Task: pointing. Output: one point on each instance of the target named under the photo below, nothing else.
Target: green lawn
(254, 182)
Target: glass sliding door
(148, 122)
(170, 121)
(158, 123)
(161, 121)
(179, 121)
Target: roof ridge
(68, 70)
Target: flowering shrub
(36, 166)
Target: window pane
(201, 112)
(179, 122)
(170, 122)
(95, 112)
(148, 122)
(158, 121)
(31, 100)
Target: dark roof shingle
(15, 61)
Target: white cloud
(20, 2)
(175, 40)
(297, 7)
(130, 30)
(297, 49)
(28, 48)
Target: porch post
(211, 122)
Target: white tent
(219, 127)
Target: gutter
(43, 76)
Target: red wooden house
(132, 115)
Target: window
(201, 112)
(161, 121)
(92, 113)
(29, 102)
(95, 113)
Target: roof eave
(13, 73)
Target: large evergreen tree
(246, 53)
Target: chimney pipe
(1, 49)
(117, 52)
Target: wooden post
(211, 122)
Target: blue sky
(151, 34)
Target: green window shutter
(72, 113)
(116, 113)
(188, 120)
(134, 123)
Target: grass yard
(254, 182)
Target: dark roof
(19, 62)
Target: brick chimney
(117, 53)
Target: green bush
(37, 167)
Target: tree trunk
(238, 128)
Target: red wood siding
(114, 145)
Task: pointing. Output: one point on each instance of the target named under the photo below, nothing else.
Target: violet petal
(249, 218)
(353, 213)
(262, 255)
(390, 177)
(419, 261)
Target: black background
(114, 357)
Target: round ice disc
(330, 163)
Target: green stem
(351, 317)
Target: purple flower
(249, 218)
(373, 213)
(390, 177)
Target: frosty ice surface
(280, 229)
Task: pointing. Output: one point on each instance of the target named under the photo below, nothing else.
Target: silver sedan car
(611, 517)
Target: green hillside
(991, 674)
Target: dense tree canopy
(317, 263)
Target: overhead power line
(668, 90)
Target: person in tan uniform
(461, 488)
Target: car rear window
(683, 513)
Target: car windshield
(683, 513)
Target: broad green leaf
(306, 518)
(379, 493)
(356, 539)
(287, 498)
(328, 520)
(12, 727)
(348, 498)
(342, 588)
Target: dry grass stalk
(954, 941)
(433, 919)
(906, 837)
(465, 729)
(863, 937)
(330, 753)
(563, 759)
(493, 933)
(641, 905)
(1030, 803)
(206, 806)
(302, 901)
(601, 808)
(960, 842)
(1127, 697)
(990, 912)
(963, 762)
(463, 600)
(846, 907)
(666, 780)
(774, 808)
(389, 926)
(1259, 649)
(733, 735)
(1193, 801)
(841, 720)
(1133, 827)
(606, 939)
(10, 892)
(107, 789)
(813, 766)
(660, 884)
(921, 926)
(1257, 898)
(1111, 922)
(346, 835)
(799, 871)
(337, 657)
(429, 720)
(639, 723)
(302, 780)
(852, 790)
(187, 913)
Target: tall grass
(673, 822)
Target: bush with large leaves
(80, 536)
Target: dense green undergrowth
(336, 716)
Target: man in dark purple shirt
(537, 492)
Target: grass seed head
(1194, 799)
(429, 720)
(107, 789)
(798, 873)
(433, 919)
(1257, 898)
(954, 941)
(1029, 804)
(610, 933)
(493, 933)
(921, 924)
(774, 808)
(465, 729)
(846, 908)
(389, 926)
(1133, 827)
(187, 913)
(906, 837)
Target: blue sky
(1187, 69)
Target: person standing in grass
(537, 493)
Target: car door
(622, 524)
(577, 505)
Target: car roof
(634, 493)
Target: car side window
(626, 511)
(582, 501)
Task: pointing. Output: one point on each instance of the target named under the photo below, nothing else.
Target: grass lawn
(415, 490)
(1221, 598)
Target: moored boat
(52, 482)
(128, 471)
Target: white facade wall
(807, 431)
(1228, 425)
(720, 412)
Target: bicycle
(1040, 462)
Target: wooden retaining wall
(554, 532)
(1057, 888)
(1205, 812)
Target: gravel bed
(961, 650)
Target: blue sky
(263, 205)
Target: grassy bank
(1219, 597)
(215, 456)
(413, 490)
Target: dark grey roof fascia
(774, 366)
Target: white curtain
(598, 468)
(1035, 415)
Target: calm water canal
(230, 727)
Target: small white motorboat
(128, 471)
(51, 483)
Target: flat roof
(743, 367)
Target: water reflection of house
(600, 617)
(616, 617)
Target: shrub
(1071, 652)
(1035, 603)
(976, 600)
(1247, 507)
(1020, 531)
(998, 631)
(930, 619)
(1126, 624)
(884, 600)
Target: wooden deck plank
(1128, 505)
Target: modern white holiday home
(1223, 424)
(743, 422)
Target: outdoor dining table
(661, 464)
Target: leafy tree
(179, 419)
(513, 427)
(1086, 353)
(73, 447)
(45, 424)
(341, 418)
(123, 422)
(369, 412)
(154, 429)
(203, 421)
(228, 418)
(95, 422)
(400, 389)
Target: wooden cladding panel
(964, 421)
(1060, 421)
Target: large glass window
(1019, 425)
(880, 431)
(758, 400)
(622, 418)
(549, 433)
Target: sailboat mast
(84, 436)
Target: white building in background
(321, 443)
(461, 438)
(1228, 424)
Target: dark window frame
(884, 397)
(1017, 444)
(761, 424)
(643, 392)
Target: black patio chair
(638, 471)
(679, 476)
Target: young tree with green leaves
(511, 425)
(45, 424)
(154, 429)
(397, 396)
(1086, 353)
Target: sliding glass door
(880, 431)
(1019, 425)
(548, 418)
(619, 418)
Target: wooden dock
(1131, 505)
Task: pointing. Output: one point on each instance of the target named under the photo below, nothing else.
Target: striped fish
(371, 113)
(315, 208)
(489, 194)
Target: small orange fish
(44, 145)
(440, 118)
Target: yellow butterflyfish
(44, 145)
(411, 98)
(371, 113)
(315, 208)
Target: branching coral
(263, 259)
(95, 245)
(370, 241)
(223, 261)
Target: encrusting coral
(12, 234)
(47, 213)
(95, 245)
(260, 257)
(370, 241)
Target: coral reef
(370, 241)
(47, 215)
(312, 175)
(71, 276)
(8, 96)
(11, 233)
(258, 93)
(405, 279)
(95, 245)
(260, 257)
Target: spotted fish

******

Change "pointing" to "point labeling" in all the rows above and write them out again, leaving everything else unchanged.

Task: point labeling. Output: one point on each instance of the target named under the photo below, nothing else.
Target: green lawn
(254, 182)
Target: glass sliding door
(148, 122)
(170, 121)
(158, 123)
(161, 121)
(179, 121)
Target: roof ridge
(68, 70)
Target: flowering shrub
(36, 166)
Target: window pane
(201, 112)
(179, 122)
(170, 122)
(95, 112)
(148, 122)
(158, 121)
(31, 100)
Target: dark roof shingle
(15, 61)
Target: white cloud
(20, 2)
(175, 40)
(297, 7)
(130, 30)
(297, 49)
(28, 48)
Target: porch post
(211, 122)
Target: white tent
(219, 127)
Target: gutter
(43, 76)
Target: red wooden house
(132, 115)
Target: window
(201, 112)
(161, 121)
(92, 113)
(29, 102)
(95, 113)
Target: roof eave
(13, 73)
Target: large evergreen tree
(246, 53)
Target: chimney pipe
(1, 49)
(117, 52)
Target: wooden post
(211, 122)
Target: blue sky
(151, 34)
Target: green window shutter
(72, 113)
(116, 113)
(188, 120)
(134, 123)
Target: grass yard
(254, 182)
Target: dark roof
(19, 62)
Target: brick chimney
(117, 53)
Target: green bush
(37, 167)
Target: tree trunk
(238, 128)
Target: red wood siding
(114, 145)
Task: point labeling. Output: one point on each instance of the target named under the photo below, nothing else.
Target: violet petal
(249, 218)
(353, 213)
(262, 255)
(390, 177)
(419, 261)
Target: black background
(114, 357)
Target: round ice disc
(330, 163)
Target: green stem
(351, 317)
Target: purple flower
(249, 218)
(373, 213)
(390, 177)
Target: frosty ice surface
(280, 229)
Task: point labeling. Output: one point on each instance of the target named under the photo below, nothing else.
Target: silver sedan car
(611, 517)
Target: green hillside
(991, 674)
Target: dense tree canopy
(317, 263)
Target: overhead power line
(668, 90)
Target: person in tan uniform
(461, 488)
Target: car rear window
(683, 513)
Target: car windshield
(683, 513)
Target: broad green leaf
(306, 518)
(379, 493)
(356, 539)
(287, 498)
(328, 520)
(12, 727)
(348, 498)
(342, 588)
Target: dry grass stalk
(954, 941)
(433, 919)
(906, 837)
(465, 729)
(863, 937)
(330, 753)
(563, 759)
(493, 933)
(641, 905)
(1030, 803)
(206, 806)
(302, 901)
(601, 808)
(960, 842)
(1127, 697)
(990, 912)
(963, 762)
(463, 600)
(846, 907)
(666, 780)
(774, 808)
(389, 926)
(1259, 649)
(733, 735)
(1193, 801)
(841, 720)
(1133, 827)
(606, 939)
(10, 892)
(107, 789)
(813, 766)
(660, 884)
(921, 926)
(1257, 898)
(1111, 922)
(346, 835)
(799, 871)
(337, 657)
(429, 720)
(639, 723)
(302, 780)
(852, 790)
(187, 913)
Target: tall grass
(673, 822)
Target: bush with large leaves
(80, 536)
Target: dense green undergrowth
(336, 716)
Target: man in dark purple shirt
(537, 492)
Target: grass seed head
(1194, 799)
(429, 720)
(107, 789)
(798, 873)
(433, 919)
(1257, 898)
(954, 941)
(1029, 804)
(610, 933)
(493, 933)
(921, 924)
(774, 808)
(465, 729)
(846, 908)
(389, 926)
(1133, 827)
(187, 913)
(906, 837)
Target: blue sky
(1187, 69)
Target: person standing in grass
(537, 493)
Target: car door
(622, 524)
(577, 505)
Target: car roof
(634, 493)
Target: car side window
(626, 511)
(582, 501)
Task: point labeling. Output: one point on each instance of the target named under the photo below, nothing else.
Target: grass lawn
(415, 490)
(1221, 598)
Target: moored boat
(52, 482)
(128, 471)
Target: white facade wall
(807, 431)
(1228, 425)
(720, 412)
Target: bicycle
(1040, 462)
Target: wooden retaining wall
(554, 532)
(1057, 888)
(1205, 812)
Target: gravel bed
(961, 650)
Target: blue sky
(263, 205)
Target: grassy bank
(1219, 597)
(215, 456)
(413, 490)
Target: dark grey roof fascia
(774, 366)
Target: white curtain
(598, 468)
(1035, 415)
Target: calm water canal
(230, 727)
Target: small white motorboat
(128, 471)
(51, 483)
Target: flat roof
(743, 367)
Target: water reflection of house
(600, 617)
(616, 617)
Target: shrub
(1071, 652)
(1035, 603)
(976, 600)
(1247, 507)
(1020, 531)
(998, 631)
(930, 619)
(1126, 624)
(884, 600)
Target: wooden deck plank
(1128, 505)
Target: modern white holiday home
(1223, 424)
(743, 422)
Target: outdoor dining table
(661, 464)
Target: leafy tree
(179, 419)
(513, 427)
(1086, 353)
(73, 447)
(45, 424)
(341, 418)
(123, 422)
(369, 412)
(154, 429)
(203, 421)
(228, 418)
(95, 422)
(400, 389)
Target: wooden cladding panel
(964, 421)
(1060, 421)
Target: large glass window
(1019, 425)
(880, 431)
(758, 400)
(622, 418)
(549, 433)
Target: sailboat mast
(84, 436)
Target: white building in background
(321, 443)
(461, 438)
(1228, 424)
Target: dark window frame
(884, 397)
(1017, 444)
(761, 424)
(643, 392)
Target: black patio chair
(638, 471)
(679, 476)
Target: young tree with green leaves
(511, 425)
(45, 424)
(154, 429)
(397, 396)
(1086, 353)
Target: sliding glass door
(880, 431)
(1019, 425)
(548, 418)
(619, 418)
Target: wooden dock
(1131, 505)
Task: point labeling. Output: one point on each instance of the target named under the photo below, nothing else.
Target: striped fish
(371, 113)
(315, 208)
(489, 194)
Target: small orange fish
(44, 145)
(440, 118)
Target: yellow butterflyfish
(44, 145)
(411, 98)
(371, 113)
(315, 208)
Target: branching coral
(263, 259)
(95, 245)
(370, 241)
(223, 261)
Target: encrusting coral
(12, 234)
(47, 213)
(95, 245)
(260, 257)
(370, 241)
Target: coral reef
(370, 241)
(47, 215)
(312, 175)
(71, 276)
(8, 96)
(11, 233)
(258, 93)
(405, 279)
(95, 245)
(260, 257)
Target: spotted fish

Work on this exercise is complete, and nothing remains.